**O QUE FAZER**
Dê continuidade à reportagem abaixo sobre o gigantismo das baleias, começando logo após a fala de Mariana Freitas Nery que a encerra.

**EXCERTO**
○ ○ ○ ○ ○ ○ ○
Ciência

Estudo sobre gigantismo de baleias dá pistas sobre mecanismo genômico envolvido na supressão de tumores

Algumas espécies de cetáceos não passam de 4 metros de comprimento, enquanto outras podem chegar a 30 metros. De acordo com pesquisadores da Unicamp, genes que favorecem o crescimento colossal desses mamíferos também inibem o surgimento do câncer
Foto: NOAA Photo Library

Texto: André Julião | Agência FAPESP

O funcionamento de certas regiões de alguns poucos genes dos cetáceos pode explicar por que a baleia-azul (Balaenoptera musculus) pode chegar a 30 metros de comprimento – quase dez metros maior do que um ônibus coletivo – enquanto um golfinho-nariz-de-garrafa (Tursiops truncatus) tem, no máximo, 4 metros de tamanho. Ao mesmo tempo, pode ajudar em novas terapias contra o câncer.

É o que revela estudo publicado na revista BMC Ecology and Evolution por um grupo de pesquisadores do Instituto de Biologia da Universidade Estadual de Campinas (IB-Unicamp).

“Embora os cetáceos sejam divididos em dois grupos evolutivos bem definidos, Odontoceti [golfinhos, orcas e cachalotes, que possuem dentes] e Mysticeti [sem dentes e que filtram o zooplâncton em barbatanas de queratina, como a baleia-azul e a jubarte, por exemplo], encontramos na chamada região promotora do gene NCAGP uma divisão entre aqueles com mais e com menos de 10 metros de comprimento, ou seja, gigantes e não gigantes”, conta Felipe Silva, primeiro autor do trabalho.

A região promotora de um gene é uma sequência de DNA localizada anteriormente à região codificadora (onde o RNA mensageiro que orienta a síntese de proteína é produzido) e é responsável por iniciar o processo de transcrição (cópia de um segmento específico do DNA para produzir o RNA). Desse modo, atua como um elemento regulador da expressão gênica.

A análise da região promotora do NCAGP, que pode fazer com que o gene expresse mais proteínas ou iniba a produção dessas moléculas, mostrou a cachalote (Physeter catodon), que tem dentes e 20 metros de comprimento, em média, mais próxima do grupo das Mysticeti, que medem mais de 10 metros e não possuem dentes.

Da mesma forma, a região promotora do NCAPG agrupa a baleia-minke (Balaenoptera acutorostrata), com seus 8,8 metros, junto aos cetáceos não gigantes com dentes.

“Nossos achados não mudam a árvore evolutiva desse grupo, mas trazem novas evidências de que o tamanho gigante tem uma base genômica. A análise dos outros genes confirma os grupos já estabelecidos evolutivamente, o que faz com que as características da baleia-minke e da cachalote sejam provavelmente adaptações convergentes, aquelas que aparecem em grupos distintos por caminhos diferentes”, explica Mariana Freitas Nery, professora do IB-Unicamp que orientou o mestrado de Silva.
○ ○ ○ ○ ○ ○ ○
**TRECHOS DE DADOS**
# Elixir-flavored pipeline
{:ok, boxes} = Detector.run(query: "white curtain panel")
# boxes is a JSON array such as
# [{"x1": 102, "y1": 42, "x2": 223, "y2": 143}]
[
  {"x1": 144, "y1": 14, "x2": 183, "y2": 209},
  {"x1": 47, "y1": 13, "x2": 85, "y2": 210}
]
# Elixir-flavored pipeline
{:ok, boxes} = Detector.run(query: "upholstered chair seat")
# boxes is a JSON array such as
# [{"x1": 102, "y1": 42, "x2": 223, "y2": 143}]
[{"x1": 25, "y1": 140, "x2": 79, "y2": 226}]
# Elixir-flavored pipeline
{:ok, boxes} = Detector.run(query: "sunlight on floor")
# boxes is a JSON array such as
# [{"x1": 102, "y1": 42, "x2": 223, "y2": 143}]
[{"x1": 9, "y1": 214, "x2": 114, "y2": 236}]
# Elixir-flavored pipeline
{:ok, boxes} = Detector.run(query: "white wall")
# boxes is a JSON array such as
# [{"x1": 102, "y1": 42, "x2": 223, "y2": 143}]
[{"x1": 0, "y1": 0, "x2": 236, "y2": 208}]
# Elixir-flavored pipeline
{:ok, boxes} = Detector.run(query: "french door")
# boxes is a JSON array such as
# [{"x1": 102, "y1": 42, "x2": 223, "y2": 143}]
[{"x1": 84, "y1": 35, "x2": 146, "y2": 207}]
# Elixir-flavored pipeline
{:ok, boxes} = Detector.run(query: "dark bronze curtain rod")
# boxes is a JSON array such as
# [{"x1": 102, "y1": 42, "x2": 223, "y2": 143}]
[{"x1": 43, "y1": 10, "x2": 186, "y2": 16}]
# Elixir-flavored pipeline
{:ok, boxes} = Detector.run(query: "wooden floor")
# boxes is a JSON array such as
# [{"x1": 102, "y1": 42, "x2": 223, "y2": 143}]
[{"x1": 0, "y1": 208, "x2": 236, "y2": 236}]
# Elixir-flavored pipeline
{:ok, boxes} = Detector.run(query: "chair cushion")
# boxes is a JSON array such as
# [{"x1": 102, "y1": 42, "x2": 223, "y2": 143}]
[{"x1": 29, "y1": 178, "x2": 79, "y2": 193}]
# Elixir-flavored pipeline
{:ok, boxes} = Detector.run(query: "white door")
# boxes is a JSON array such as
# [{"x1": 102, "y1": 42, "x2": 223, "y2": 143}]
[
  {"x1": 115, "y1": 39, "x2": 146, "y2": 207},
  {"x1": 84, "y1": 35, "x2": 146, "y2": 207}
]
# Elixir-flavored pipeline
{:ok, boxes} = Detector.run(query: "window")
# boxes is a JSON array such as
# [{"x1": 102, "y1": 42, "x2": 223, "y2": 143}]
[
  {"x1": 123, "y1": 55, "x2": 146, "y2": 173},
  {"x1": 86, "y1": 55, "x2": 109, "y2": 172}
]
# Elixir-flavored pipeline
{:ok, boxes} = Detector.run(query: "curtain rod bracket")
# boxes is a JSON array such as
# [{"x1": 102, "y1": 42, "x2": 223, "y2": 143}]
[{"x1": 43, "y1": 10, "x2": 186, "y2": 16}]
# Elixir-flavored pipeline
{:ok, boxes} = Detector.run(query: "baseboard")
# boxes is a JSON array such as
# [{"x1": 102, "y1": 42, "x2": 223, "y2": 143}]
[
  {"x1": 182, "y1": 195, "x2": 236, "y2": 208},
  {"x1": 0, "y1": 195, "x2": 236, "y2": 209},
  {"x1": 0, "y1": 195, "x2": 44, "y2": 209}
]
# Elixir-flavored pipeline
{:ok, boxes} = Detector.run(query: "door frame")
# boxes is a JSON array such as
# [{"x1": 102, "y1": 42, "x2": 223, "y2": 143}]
○ ○ ○ ○ ○ ○ ○
**RESULTADO DA TAREFA**
O estudo integra o projeto “Usando genômica comparativa para entender a evolução convergente de mamíferos: em busca das pegadas moleculares da ocupação do ambiente marinho e fluvial”, coordenado por Nery e apoiado pela FAPESP.

Do tamanho ao tumor

O trabalho se debruçou sobre quatro genes que já haviam sido explorados pelo grupo em um estudo anterior. Na ocasião, os pesquisadores analisaram alterações nas regiões codificadoras dos genes (leia mais em: revistapesquisa.fapesp.br/alteracao-em-quatro-genes-pode-explicar-o-gigantismo-das-baleias/).

No trabalho atual, o foco foi nas regiões regulatórias dos mesmos genes, também conhecidas como não codificadoras. As análises demonstraram que estas também possuem grande influência tanto no tamanho dos animais quanto na supressão de tumores. A ocorrência de câncer seria algo esperado em animais com um número tão grande de células, mas extremamente rara nos cetáceos.

“Foi importante analisarmos tanto a parte codificadora como a não codificadora do genoma dos cetáceos, pois ambas se mostraram importantes para essas características, que as análises também mostraram terem evoluído muito rapidamente nesses animais”, comenta Silva.

Enquanto nos cetáceos gigantes foi verificada a maior atividade de proteínas que ativam o ganho de tamanho corporal, nos que têm menos de 10 metros havia uma atividade de inibição desses genes, como um freio para que os membros desse grupo não cresçam demais.

Não por acaso, alguns dos genes cuja atividade caracteriza o gigantismo são também supressores de tumores. Assim como os cetáceos, outros mamíferos possuem partes do genoma com essa função, uma forma de compensar o fato de terem uma grande quantidade de células, portanto, mais sujeitas a falhas na replicação e, consequentemente, mais chances de ocorrência de câncer.

“Nós também temos esses genes e por isso seria interessante conhecer melhor como eles suprimem a formação de tumores nesses animais. Futuramente, isso poderia ajudar a desenvolver tratamentos para o câncer, ativando ou inibindo determinadas regiões do genoma, por exemplo”, encerra Nery.

O artigo Patterns of enrichment and acceleration in evolutionary rates of promoters suggest a role of regulatory regions in cetacean gigantism está disponível em: https://bmcecolevol.biomedcentral.com/articles/10.1186/s12862-023-02171-5.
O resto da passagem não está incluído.